◆ Directions
In the listing that follows, how many lines contain the string "chimney"? Provide only the number.

◆ Dataset records
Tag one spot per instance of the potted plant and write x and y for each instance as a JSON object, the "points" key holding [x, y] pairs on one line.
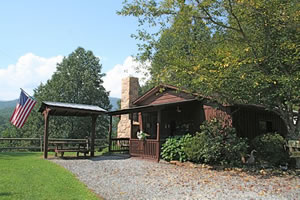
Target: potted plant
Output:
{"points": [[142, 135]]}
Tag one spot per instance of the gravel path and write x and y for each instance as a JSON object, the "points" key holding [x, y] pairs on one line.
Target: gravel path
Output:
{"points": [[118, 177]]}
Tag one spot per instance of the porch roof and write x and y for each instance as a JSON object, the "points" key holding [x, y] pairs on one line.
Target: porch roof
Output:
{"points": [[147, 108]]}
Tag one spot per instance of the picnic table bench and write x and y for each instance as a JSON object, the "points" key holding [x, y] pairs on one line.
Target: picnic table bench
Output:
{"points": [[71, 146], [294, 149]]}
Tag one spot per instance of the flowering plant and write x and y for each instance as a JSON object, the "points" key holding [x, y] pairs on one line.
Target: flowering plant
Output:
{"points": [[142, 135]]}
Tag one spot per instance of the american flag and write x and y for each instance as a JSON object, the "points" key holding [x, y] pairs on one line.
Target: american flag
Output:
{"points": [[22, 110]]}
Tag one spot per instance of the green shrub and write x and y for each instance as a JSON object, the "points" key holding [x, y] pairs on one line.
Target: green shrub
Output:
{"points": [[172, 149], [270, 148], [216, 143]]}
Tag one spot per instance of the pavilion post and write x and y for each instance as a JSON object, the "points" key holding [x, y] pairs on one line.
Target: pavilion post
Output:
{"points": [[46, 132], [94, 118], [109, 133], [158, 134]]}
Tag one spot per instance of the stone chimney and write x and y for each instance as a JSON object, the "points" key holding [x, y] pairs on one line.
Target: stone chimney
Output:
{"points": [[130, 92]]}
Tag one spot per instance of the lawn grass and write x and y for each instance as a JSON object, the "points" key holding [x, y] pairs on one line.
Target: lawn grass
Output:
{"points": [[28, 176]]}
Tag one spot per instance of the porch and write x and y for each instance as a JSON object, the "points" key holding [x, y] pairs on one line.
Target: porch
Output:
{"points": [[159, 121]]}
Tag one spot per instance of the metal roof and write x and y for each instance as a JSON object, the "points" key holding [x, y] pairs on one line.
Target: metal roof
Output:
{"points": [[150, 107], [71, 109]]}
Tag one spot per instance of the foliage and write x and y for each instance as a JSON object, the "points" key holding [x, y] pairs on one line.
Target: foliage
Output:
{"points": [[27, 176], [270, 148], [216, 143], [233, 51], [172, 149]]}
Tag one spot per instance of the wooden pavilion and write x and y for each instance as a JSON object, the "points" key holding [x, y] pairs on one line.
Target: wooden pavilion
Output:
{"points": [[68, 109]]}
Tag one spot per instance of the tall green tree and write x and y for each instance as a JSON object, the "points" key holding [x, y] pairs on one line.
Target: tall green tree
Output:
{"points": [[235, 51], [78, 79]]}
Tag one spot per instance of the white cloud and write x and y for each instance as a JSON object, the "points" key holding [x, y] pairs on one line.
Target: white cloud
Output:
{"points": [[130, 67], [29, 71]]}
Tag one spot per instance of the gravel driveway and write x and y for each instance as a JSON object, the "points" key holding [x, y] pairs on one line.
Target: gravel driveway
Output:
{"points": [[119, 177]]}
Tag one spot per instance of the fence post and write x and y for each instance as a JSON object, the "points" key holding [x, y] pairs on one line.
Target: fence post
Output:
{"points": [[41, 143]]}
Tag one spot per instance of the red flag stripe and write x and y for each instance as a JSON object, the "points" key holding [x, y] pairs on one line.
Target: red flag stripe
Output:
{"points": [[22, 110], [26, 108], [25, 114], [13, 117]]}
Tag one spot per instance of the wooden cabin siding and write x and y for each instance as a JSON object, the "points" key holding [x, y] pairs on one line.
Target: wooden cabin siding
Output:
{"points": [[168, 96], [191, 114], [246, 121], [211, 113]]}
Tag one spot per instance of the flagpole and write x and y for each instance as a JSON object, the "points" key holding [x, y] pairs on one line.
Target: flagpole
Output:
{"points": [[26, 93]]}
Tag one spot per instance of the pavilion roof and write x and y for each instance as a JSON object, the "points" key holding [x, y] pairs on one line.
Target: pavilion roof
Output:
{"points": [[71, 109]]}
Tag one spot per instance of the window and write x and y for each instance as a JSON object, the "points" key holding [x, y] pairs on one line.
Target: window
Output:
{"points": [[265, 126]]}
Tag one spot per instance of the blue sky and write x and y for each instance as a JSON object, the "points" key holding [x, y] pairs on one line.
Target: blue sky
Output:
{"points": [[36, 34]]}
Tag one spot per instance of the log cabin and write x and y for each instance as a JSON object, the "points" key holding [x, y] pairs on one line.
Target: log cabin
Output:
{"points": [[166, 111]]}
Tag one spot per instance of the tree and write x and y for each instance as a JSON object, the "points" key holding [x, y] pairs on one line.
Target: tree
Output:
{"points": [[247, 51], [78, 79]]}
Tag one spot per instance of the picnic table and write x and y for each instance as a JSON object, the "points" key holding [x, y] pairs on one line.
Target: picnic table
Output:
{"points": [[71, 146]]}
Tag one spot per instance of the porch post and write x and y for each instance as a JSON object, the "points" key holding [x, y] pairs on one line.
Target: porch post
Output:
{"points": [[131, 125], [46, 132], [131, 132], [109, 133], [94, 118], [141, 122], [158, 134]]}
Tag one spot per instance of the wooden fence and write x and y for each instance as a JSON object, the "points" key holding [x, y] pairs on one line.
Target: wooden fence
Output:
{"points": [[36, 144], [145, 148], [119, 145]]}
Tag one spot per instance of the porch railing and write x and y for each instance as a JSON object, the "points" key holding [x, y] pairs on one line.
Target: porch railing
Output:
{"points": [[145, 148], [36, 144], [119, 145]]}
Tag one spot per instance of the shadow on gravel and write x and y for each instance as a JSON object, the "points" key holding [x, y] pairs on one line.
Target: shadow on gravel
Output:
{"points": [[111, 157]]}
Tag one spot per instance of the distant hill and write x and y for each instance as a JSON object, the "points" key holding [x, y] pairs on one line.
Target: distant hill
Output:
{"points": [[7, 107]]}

◆ Written solution
2